* Selection:
Now, let’s “penetrate” the data and look for some interesting relationships and additional information. This will help me to check, if particular companies make their pizzas with similar nutritional ratios or if there are significant differences from brand to brand.

pizza %>% 
  gather("micronutritions", "value", 2:8) %>% 
  ggplot(aes(x = brand, y = value, fill = brand)) +
    geom_boxplot() +
    ggtitle("Histograms of micronutritions") +
    xlab("Brands") +
    ylab("Values") +
    theme_bw() +
    theme(plot.title = element_text(hjust = 0.5, size = 14)) +
    facet_wrap(~ micronutritions, scales = "free")

Looking at the histograms above, we can see that each of the pizzerias has varying macronutrients. The greatest similarity among the pizzerias can be seen in the graph for the variable fat, while the greatest variation undoubtedly concerns the variable mois, which is the amount of water per 100 grams of sample.

cor_pizza <- cor(pizza[, 2:length(pizza)])
ggcorr(cor_pizza, label = T, label_round = 2)

* Data supplied:
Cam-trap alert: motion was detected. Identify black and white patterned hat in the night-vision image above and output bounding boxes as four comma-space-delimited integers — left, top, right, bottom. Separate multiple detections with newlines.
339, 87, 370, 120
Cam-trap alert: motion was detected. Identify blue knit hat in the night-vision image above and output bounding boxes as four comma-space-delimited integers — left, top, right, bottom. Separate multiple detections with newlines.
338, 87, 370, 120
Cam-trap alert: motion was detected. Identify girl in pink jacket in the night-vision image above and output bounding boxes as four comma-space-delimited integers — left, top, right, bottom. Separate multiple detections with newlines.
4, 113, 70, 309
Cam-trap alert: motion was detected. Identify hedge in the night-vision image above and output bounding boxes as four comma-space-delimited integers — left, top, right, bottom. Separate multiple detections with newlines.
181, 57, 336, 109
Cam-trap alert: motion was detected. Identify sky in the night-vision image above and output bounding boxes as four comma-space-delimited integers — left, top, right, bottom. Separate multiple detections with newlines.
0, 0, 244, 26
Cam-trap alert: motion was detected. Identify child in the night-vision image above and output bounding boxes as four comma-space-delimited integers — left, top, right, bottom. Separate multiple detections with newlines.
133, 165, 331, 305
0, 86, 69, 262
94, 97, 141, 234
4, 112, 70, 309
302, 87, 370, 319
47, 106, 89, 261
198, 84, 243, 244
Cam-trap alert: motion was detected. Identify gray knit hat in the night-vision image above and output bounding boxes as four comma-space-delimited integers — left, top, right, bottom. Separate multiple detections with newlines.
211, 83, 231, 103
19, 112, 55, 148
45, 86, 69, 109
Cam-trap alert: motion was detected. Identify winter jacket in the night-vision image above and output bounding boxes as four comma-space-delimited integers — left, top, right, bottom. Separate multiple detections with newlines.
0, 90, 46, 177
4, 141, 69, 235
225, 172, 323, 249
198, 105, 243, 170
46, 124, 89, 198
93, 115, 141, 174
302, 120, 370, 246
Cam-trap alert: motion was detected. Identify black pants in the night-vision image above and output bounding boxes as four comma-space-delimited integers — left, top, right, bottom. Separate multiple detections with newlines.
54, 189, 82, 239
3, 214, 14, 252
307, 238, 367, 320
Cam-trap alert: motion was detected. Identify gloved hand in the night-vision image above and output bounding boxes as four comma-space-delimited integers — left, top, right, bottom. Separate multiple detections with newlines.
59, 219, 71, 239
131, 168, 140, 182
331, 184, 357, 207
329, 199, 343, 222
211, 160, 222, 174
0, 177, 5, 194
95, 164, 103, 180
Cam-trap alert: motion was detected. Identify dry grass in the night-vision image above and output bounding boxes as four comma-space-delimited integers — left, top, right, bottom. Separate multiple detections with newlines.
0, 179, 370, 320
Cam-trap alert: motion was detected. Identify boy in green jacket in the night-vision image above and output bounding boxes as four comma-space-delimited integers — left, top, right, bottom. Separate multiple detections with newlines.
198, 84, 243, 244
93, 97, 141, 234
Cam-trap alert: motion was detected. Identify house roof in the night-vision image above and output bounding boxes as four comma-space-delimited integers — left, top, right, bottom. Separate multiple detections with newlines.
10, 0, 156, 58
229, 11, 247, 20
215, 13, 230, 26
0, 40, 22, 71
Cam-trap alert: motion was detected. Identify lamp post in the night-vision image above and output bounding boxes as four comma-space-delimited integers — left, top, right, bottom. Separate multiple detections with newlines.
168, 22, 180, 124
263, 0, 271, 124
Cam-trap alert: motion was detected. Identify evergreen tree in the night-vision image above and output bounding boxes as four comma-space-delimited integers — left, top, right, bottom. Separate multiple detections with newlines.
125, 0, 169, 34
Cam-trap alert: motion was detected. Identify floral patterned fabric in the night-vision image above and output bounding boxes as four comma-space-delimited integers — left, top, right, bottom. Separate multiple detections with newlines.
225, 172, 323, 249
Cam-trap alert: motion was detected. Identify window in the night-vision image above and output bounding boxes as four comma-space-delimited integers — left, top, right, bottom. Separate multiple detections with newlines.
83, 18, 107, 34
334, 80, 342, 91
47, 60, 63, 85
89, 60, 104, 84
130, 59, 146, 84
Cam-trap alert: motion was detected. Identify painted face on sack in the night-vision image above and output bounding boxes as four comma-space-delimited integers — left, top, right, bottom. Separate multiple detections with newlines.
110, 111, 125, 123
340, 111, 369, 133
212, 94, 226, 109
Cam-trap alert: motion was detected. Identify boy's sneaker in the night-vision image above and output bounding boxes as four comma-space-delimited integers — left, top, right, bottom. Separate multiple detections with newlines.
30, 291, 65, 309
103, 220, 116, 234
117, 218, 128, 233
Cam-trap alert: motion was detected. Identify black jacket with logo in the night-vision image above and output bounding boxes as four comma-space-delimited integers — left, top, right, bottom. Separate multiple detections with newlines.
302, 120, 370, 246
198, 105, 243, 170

* Required actions:
a) Answer these questions about the pizza nutrition excerpt:
(i) What does the author want to check by looking at the data?
(ii) For which variable do the graphs show the greatest similarity among the pizzerias?
(iii) What does the variable mois measure?
b) Summarize the pizza nutrition excerpt in two sentences.
c) Reproduce the part of the pizza nutrition excerpt from "Looking at the" to "<- cor(pizza[, 2:length(pizza)])".

* Solved problems:
a)
(i) Whether particular companies make their pizzas with similar nutritional ratios or whether there are significant differences from brand to brand.
(ii) Fat.
(iii) The amount of water per 100 grams of sample.

b) The excerpt examines the pizza data to see whether companies make their pizzas with similar nutritional ratios or differ significantly from brand to brand. The plots show that the pizzerias vary, with the greatest similarity in fat and the greatest variation in mois, the amount of water per 100 grams of sample.

c)
Looking at the histograms above, we can see that each of the pizzerias has varying macronutrients. The greatest similarity among the pizzerias can be seen in the graph for the variable fat, while the greatest variation undoubtedly concerns the variable mois, which is the amount of water per 100 grams of sample.

cor_pizza <- cor(pizza[, 2:length(pizza)])